Goal
Reproduce verbatim the lines of the records below, starting at the line that contains "Exercise. Indicate the dark brown" and stopping after the line that contains "x=95, y=505".

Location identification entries
begin

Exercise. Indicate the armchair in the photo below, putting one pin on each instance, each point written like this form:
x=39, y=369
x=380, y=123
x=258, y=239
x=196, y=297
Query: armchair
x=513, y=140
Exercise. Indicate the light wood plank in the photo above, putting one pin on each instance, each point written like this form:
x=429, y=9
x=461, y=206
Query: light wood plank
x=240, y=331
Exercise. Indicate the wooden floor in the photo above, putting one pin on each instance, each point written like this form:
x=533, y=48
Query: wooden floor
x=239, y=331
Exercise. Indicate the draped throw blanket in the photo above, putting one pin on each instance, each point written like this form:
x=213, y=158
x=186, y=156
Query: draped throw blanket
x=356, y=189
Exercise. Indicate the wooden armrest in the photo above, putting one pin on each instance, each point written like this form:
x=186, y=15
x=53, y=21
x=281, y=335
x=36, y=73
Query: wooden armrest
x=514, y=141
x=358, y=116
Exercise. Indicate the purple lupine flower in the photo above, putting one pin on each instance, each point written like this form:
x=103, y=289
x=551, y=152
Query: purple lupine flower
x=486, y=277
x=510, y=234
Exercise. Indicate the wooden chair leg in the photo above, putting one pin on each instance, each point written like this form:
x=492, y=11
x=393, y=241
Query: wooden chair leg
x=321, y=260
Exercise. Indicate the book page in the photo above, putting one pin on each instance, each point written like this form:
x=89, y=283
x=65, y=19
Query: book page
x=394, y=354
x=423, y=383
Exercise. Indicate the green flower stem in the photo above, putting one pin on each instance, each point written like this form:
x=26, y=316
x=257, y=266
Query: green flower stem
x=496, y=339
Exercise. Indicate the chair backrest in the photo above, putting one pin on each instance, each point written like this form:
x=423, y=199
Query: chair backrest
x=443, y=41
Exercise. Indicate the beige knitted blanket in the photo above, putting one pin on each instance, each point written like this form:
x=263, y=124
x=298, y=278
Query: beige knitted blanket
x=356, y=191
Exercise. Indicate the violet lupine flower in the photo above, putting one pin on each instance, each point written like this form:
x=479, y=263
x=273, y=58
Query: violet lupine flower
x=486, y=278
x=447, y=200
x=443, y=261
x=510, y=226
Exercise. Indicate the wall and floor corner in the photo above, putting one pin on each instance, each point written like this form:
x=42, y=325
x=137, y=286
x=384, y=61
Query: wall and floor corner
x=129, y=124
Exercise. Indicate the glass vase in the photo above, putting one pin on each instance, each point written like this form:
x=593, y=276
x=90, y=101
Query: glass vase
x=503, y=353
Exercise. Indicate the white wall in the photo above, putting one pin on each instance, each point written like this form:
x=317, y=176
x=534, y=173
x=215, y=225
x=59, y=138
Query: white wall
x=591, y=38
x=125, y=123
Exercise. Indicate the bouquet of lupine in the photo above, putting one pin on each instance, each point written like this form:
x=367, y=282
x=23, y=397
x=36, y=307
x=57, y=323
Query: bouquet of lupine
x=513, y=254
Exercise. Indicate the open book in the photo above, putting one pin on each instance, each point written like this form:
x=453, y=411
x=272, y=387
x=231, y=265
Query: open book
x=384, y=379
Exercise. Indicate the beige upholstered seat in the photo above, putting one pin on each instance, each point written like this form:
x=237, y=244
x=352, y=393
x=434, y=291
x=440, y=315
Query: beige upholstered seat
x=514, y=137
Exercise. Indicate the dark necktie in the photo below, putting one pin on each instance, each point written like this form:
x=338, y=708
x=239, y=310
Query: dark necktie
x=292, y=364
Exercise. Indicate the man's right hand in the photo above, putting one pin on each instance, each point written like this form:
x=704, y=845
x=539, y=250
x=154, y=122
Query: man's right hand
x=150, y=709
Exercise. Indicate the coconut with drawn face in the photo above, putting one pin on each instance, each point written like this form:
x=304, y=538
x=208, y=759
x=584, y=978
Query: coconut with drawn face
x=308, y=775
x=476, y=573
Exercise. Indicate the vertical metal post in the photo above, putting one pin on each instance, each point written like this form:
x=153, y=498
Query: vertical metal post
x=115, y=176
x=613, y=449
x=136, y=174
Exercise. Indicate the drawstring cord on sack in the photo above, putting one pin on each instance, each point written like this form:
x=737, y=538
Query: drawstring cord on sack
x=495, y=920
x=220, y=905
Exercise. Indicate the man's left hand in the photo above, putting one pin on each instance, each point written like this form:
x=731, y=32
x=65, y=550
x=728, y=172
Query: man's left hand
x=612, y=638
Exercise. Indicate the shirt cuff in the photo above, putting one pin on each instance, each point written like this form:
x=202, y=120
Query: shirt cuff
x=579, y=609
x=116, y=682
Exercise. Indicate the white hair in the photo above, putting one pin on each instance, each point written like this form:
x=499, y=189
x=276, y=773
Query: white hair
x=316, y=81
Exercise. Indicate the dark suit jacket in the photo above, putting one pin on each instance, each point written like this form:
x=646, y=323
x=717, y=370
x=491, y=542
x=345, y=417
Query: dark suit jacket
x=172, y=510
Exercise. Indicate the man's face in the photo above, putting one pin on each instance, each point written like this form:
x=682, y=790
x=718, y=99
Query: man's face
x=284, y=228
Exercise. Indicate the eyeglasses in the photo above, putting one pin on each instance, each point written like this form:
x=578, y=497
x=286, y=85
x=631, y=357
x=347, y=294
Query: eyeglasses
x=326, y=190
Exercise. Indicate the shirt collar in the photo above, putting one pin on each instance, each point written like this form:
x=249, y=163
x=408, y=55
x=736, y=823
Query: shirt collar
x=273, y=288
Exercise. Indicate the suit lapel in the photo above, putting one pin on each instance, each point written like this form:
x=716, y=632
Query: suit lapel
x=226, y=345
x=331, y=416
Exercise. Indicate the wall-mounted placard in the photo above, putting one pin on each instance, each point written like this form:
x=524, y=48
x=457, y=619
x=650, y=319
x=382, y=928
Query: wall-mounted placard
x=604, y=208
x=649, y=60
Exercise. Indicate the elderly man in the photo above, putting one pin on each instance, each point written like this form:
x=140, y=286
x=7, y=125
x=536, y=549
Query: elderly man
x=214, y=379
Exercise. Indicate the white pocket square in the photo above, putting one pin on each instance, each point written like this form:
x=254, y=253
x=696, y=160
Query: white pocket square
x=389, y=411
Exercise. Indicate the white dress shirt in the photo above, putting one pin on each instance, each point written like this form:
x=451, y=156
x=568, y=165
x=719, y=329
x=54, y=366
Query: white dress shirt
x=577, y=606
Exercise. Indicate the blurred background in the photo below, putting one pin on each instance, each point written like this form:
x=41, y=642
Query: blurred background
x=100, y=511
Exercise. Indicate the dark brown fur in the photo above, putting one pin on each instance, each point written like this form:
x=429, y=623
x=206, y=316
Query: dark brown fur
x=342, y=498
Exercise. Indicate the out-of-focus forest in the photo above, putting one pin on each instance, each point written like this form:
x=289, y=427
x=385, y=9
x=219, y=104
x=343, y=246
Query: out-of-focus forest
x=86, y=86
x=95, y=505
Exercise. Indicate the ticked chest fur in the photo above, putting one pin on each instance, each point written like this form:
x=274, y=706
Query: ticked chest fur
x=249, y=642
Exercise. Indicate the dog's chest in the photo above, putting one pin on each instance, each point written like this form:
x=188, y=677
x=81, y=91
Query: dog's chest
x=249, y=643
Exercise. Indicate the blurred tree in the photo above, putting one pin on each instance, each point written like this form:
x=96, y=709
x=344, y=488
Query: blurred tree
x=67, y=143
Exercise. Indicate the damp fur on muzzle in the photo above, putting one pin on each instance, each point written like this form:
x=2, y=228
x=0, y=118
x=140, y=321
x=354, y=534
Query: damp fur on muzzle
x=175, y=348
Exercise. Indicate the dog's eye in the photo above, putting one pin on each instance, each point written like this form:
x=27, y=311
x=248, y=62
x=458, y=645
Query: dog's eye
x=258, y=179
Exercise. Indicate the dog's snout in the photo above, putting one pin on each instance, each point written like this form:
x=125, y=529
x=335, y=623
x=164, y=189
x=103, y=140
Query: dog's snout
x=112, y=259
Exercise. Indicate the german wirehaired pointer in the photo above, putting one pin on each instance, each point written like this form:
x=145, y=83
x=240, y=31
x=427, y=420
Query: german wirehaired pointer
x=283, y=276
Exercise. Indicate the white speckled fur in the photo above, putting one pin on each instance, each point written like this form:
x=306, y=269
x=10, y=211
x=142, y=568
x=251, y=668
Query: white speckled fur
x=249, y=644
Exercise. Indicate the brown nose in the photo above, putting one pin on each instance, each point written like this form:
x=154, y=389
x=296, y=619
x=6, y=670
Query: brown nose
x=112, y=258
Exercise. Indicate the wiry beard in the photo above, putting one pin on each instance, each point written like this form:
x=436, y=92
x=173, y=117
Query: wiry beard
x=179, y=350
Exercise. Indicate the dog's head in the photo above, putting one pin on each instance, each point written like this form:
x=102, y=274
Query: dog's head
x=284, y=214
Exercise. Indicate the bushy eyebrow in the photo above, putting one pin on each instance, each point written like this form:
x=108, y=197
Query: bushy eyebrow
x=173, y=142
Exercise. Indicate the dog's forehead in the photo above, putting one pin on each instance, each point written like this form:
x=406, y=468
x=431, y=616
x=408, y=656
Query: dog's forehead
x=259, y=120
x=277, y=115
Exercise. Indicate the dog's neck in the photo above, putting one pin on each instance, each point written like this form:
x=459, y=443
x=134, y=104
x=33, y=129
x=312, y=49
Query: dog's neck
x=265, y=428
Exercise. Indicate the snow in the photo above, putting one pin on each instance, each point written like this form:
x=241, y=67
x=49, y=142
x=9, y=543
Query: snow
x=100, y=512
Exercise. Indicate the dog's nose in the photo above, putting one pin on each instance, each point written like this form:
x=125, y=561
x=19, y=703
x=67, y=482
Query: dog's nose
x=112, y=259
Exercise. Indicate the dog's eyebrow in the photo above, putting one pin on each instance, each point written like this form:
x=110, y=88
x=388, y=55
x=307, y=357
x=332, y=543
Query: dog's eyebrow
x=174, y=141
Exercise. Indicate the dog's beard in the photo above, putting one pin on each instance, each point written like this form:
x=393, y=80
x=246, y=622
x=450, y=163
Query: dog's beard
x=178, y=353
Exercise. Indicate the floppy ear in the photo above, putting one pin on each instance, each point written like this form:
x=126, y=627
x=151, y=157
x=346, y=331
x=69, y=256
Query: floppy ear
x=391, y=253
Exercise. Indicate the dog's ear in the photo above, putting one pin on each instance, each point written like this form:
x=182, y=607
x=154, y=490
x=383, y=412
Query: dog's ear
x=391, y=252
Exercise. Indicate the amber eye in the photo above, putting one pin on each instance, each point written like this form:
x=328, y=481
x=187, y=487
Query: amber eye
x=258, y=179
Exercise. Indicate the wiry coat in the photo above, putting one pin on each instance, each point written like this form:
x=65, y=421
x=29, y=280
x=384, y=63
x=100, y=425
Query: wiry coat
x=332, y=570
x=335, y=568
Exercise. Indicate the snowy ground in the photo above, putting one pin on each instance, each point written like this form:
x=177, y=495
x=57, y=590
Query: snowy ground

end

Response to the exercise
Exercise. Indicate the dark brown fur in the photo above, putting one pin on each instance, each point written like this form:
x=429, y=623
x=206, y=316
Query: dark brown fur
x=342, y=498
Exercise. Indicate the out-of-focus forest in the photo above, putting one pin on each instance, each point written like this form:
x=289, y=427
x=385, y=9
x=219, y=104
x=343, y=246
Query: out-of-focus forest
x=86, y=86
x=95, y=505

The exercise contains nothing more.